Exercise
Your task is to retype every entry exactly while omitting the pictures.

(Image point grounding data)
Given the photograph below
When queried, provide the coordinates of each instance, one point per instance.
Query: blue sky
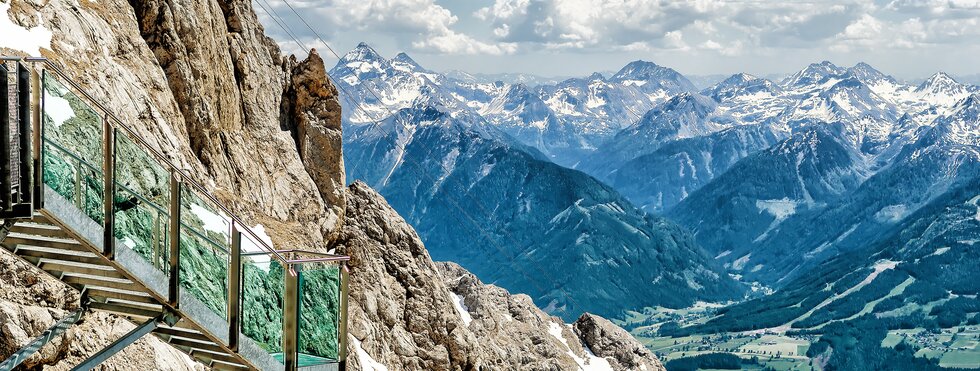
(906, 38)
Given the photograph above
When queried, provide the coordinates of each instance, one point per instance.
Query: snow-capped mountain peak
(814, 74)
(869, 75)
(942, 89)
(405, 62)
(362, 53)
(649, 76)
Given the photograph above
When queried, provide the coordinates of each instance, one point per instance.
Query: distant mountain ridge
(517, 219)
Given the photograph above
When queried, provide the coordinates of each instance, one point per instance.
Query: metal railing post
(290, 317)
(36, 135)
(234, 287)
(174, 232)
(342, 326)
(108, 188)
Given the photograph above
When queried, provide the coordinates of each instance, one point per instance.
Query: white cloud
(726, 27)
(423, 24)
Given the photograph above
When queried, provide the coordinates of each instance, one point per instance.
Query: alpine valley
(827, 220)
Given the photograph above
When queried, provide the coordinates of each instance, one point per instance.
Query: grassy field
(955, 348)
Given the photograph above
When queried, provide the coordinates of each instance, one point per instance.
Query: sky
(904, 38)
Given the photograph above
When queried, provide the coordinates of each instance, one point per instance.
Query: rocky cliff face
(202, 83)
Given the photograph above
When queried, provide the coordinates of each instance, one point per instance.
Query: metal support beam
(234, 287)
(290, 317)
(6, 203)
(174, 233)
(5, 228)
(342, 328)
(25, 77)
(36, 140)
(52, 332)
(108, 189)
(123, 342)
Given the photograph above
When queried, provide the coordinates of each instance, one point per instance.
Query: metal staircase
(140, 239)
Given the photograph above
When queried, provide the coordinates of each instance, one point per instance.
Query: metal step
(100, 282)
(181, 333)
(207, 357)
(87, 269)
(39, 229)
(38, 253)
(17, 239)
(128, 296)
(125, 310)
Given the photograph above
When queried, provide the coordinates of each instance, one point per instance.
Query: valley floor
(779, 349)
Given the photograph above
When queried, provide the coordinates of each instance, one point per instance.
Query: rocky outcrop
(615, 344)
(409, 313)
(311, 110)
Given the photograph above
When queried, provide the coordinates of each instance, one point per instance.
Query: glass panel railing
(319, 310)
(72, 148)
(141, 202)
(205, 240)
(262, 297)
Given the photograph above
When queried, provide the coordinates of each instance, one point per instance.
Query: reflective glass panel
(262, 295)
(205, 237)
(72, 147)
(141, 202)
(319, 285)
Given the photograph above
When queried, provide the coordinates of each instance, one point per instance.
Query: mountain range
(834, 199)
(481, 196)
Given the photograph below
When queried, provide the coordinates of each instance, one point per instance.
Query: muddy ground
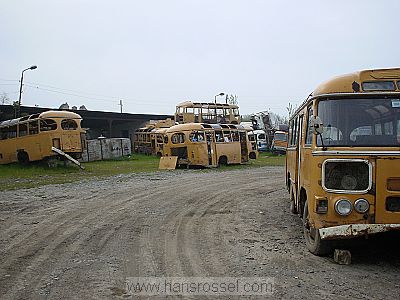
(81, 240)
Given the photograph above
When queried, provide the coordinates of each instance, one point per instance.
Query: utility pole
(120, 104)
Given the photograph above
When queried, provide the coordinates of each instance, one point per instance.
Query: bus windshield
(360, 122)
(280, 137)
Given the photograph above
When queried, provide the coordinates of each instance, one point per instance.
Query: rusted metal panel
(168, 162)
(101, 149)
(353, 230)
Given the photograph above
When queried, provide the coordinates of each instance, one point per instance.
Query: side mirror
(316, 123)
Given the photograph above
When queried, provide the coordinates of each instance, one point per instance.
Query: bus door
(299, 137)
(244, 151)
(211, 151)
(387, 198)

Response to the task
Given the photograph below
When queried, provide the coordinates of each instance, one point per instance.
Query: blue sky
(906, 38)
Given the photograph above
When queried, provide the coordinates of each instance, one point per instance.
Query: snow-capped mountain peak
(814, 74)
(869, 75)
(942, 89)
(405, 62)
(362, 53)
(649, 76)
Given the photograph above
When queried, provide the coordinates of each instance, one point per instance.
Query: distant mountain ridge
(517, 219)
Given the photograph above
When queried, provide the coordinates of each instance, one point per instance.
Query: metal railing post
(290, 317)
(36, 135)
(234, 287)
(174, 232)
(342, 326)
(108, 188)
Given the photograph above
When queried, provide the coordinates of each instance, one point per instance.
Query: white cloud
(726, 27)
(423, 24)
Given the photograph above
When queried, provide the coordinates of each instance, one point per instance.
Query: alpine valley
(827, 220)
Given the photograph above
When queried, provide the coordinates of each instance, one point per instance.
Query: grassy field
(955, 348)
Given the photograph above
When queried, provide the coordinates of each instance, one point per instance.
Query: sky
(904, 38)
Given the photograph above
When queried, provide the coordinates of each instance, one point per instance.
Query: rocky cliff face
(202, 83)
Given the photograph above
When queried, provide the coordinates of each instance, one point per instance.
Query: metal support beam
(234, 287)
(290, 317)
(6, 203)
(174, 233)
(5, 228)
(342, 328)
(25, 77)
(36, 140)
(52, 332)
(108, 189)
(123, 342)
Given the photograph above
When queried, provide the coordinates of each instance, one point per instance.
Query: metal staircase
(140, 239)
Given the photograph above
When queried, provide the coordinates of each instance, one point per instance.
Query: metal step
(100, 282)
(181, 333)
(207, 357)
(87, 269)
(39, 229)
(38, 253)
(17, 239)
(128, 296)
(125, 310)
Given the photograph above
When queried, provide the coordinates of each instance, one point per instance.
Query: valley floor
(779, 349)
Given the photograph above
When queried, provide the coordinates of each instance, one point per instance.
Query: rocky outcrop
(615, 344)
(409, 313)
(311, 110)
Given the photograph above
When queried, provide the coordinates of each instance, one point per instance.
Query: glass panel railing
(319, 310)
(72, 148)
(141, 202)
(205, 240)
(262, 297)
Given the photograph above
When queried, provide the coordinates of each instance, one point per instance.
Query: reflective glass panel
(262, 295)
(205, 237)
(72, 147)
(141, 202)
(319, 285)
Given the photograph above
When queried, provide the coordinates of each instance, one point per instance.
Query: mountain range
(834, 199)
(481, 196)
Given the photograph below
When queried, provide the coordinates of each instance, one point per instance.
Query: muddy ground
(81, 240)
Given the photograph above
When queried, provide the coordinates of each instance, one point per instance.
Query: utility pole
(120, 104)
Given the photograph above
When queried, provide the coordinates of each instance, one point per instance.
Query: bus windshield
(360, 122)
(280, 137)
Given the photograph above
When queried, provide the coordinates of each instance, one point per instance.
Query: rusted metal panel
(168, 162)
(101, 149)
(353, 230)
Given the photograph above
When queried, provide the coordinates of each instance, one point per instance.
Query: side mirror
(316, 123)
Given the photograph above
When queried, provide the coordinates of each instance, one point per instance.
Query: bus door
(299, 137)
(244, 151)
(211, 151)
(387, 198)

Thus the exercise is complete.